* START Given data *
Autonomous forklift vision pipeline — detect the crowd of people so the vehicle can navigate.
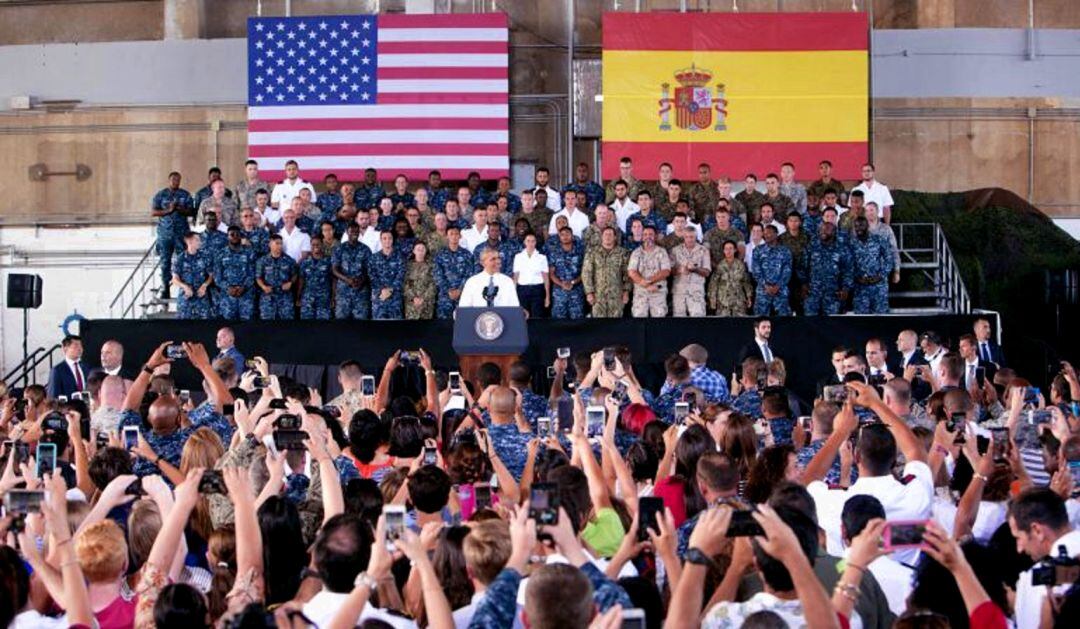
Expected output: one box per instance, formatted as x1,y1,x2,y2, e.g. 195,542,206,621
151,158,900,320
0,319,1080,629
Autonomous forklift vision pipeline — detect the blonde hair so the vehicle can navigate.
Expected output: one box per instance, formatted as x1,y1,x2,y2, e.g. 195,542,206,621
461,520,512,586
75,520,127,584
180,426,225,539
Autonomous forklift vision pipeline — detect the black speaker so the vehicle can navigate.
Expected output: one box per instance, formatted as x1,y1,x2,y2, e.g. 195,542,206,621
8,273,41,308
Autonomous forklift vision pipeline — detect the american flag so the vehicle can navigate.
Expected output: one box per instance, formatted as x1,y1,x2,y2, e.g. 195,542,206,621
247,13,510,180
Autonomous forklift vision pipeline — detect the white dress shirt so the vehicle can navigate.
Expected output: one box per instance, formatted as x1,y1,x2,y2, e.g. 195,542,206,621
461,225,487,253
1015,531,1080,629
303,589,416,629
608,197,642,233
514,251,548,286
807,460,934,564
275,225,311,263
548,209,589,238
341,225,382,253
529,186,563,212
270,177,315,212
458,271,522,308
667,220,701,242
64,359,86,391
851,180,893,217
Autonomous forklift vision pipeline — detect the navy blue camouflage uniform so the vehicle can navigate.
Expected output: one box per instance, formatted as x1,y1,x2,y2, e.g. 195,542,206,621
435,246,475,319
300,255,334,321
368,250,405,319
548,242,587,319
150,188,194,293
851,233,893,315
214,245,256,321
173,250,214,319
255,253,296,321
753,243,792,317
333,240,372,319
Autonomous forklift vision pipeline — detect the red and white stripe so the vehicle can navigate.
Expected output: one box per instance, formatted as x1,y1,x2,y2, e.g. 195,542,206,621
247,13,510,180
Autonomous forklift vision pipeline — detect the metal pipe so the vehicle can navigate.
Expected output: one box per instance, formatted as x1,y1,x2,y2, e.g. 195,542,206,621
563,0,576,185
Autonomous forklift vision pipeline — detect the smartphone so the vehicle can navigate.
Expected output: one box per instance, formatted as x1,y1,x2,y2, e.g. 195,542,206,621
881,520,929,552
728,509,765,537
273,429,308,452
1027,409,1054,424
637,496,664,541
3,490,45,514
199,469,229,495
473,483,491,511
990,428,1009,463
537,417,551,437
585,406,607,437
37,443,56,478
382,505,405,547
529,483,559,524
122,426,138,450
821,385,848,406
622,607,648,629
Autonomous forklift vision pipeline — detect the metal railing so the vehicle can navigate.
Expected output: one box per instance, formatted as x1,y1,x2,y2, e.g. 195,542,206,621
109,243,161,319
3,343,60,389
891,223,971,315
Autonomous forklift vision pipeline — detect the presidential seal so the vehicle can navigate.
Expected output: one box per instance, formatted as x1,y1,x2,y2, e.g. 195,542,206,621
475,310,505,340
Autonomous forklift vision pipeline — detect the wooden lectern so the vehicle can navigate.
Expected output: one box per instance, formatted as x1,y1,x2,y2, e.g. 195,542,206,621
454,307,529,385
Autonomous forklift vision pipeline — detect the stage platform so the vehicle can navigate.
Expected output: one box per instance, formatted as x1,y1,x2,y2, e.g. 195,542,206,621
81,315,997,400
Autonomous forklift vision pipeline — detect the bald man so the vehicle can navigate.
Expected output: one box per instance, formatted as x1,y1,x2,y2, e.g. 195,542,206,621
487,386,532,482
91,338,134,384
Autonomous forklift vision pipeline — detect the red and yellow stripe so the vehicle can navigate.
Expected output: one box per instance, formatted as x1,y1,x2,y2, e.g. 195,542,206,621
603,13,868,178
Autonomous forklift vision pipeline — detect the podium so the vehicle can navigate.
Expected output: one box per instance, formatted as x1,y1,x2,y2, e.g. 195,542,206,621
453,307,529,385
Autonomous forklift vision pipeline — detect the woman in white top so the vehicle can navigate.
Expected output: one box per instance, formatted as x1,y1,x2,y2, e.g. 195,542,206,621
513,233,551,319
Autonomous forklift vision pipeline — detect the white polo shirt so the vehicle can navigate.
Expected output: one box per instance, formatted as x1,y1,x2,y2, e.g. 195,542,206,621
514,251,548,286
270,177,315,211
807,460,934,564
548,210,589,238
851,180,893,216
278,226,311,263
608,197,642,233
461,225,487,253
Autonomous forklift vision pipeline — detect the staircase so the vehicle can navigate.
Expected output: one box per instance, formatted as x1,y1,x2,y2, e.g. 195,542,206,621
889,223,971,315
109,244,176,319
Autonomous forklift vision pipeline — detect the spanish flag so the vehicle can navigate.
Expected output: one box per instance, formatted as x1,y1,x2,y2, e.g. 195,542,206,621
603,12,869,179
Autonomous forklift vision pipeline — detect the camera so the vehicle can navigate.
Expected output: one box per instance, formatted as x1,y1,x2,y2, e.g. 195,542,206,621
1031,544,1080,587
273,413,300,430
821,385,848,405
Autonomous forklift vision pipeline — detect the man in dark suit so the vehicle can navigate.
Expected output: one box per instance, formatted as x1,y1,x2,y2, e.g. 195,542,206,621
818,345,851,398
959,334,998,390
48,335,86,400
735,317,775,369
975,319,1005,369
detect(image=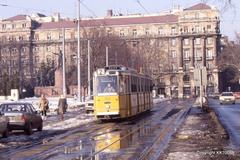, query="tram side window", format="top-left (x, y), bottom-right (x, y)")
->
top-left (137, 77), bottom-right (141, 92)
top-left (119, 75), bottom-right (127, 93)
top-left (141, 78), bottom-right (146, 92)
top-left (126, 75), bottom-right (131, 93)
top-left (131, 76), bottom-right (137, 92)
top-left (97, 76), bottom-right (117, 93)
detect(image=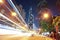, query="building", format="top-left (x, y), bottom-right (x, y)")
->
top-left (28, 8), bottom-right (34, 30)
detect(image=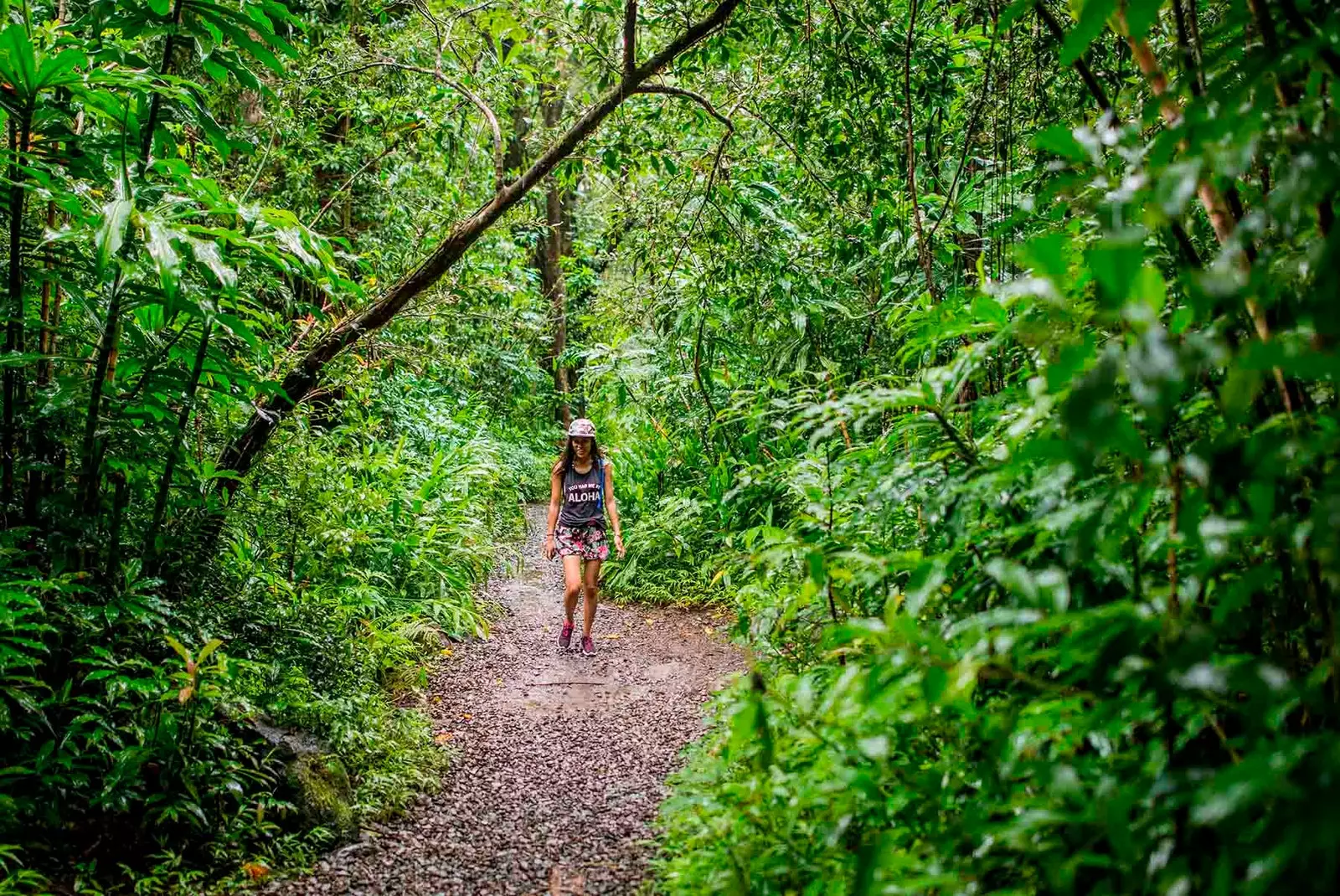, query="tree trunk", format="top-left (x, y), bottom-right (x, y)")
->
* END Given data *
- [The problem]
Convert the lines starting at the one containing "Autonomous forklift vision pipeline — detect the white polo" and ending at the one containing "975,319,1005,369" into a Markdown table with the columns Number and Line. Number each line in order and leave out blank lines.

- [Written response]
| Number | Line |
|---|---|
| 1 | Autonomous forklift vision pipeline — detect the white polo shirt so the vehicle can navigate. |
| 2 | Expected output: one box per instance, formatted as x1,y1,x2,y2, e.g. 195,542,206,621 |
| 3 | 514,251,548,286 |
| 4 | 270,177,315,211 |
| 5 | 807,460,934,564 |
| 6 | 548,210,589,238 |
| 7 | 851,180,893,216 |
| 8 | 278,226,311,263 |
| 9 | 608,197,642,233 |
| 10 | 461,225,487,253 |
| 11 | Autonomous forklift vision pipeline — detect the staircase so the vehicle can navigate. |
| 12 | Expected output: one box per instance, formatted as x1,y1,x2,y2, e.g. 195,542,206,621 |
| 13 | 889,223,971,315 |
| 14 | 109,244,176,319 |
| 15 | Autonomous forklift vision pipeline — detect the spanish flag so the vehicle can navigate. |
| 16 | Expected output: one box per instance, formatted as x1,y1,x2,y2, e.g. 195,542,206,621 |
| 17 | 603,12,869,179 |
| 18 | Autonomous forklift vision pipeline — detect the camera so the vehicle can navigate. |
| 19 | Expected output: one box per instance, formatted as x1,y1,x2,y2, e.g. 195,542,206,621 |
| 20 | 1031,544,1080,587 |
| 21 | 273,413,300,430 |
| 22 | 821,385,848,405 |
| 23 | Autonomous forklift vision pipeline — detect the man in dark suit so the vehicle can navigate. |
| 24 | Expected output: one box per instance, formatted as x1,y1,x2,y2, e.g. 195,542,206,621 |
| 25 | 818,345,851,398 |
| 26 | 959,334,998,390 |
| 27 | 48,335,86,400 |
| 28 | 735,317,775,369 |
| 29 | 975,319,1005,369 |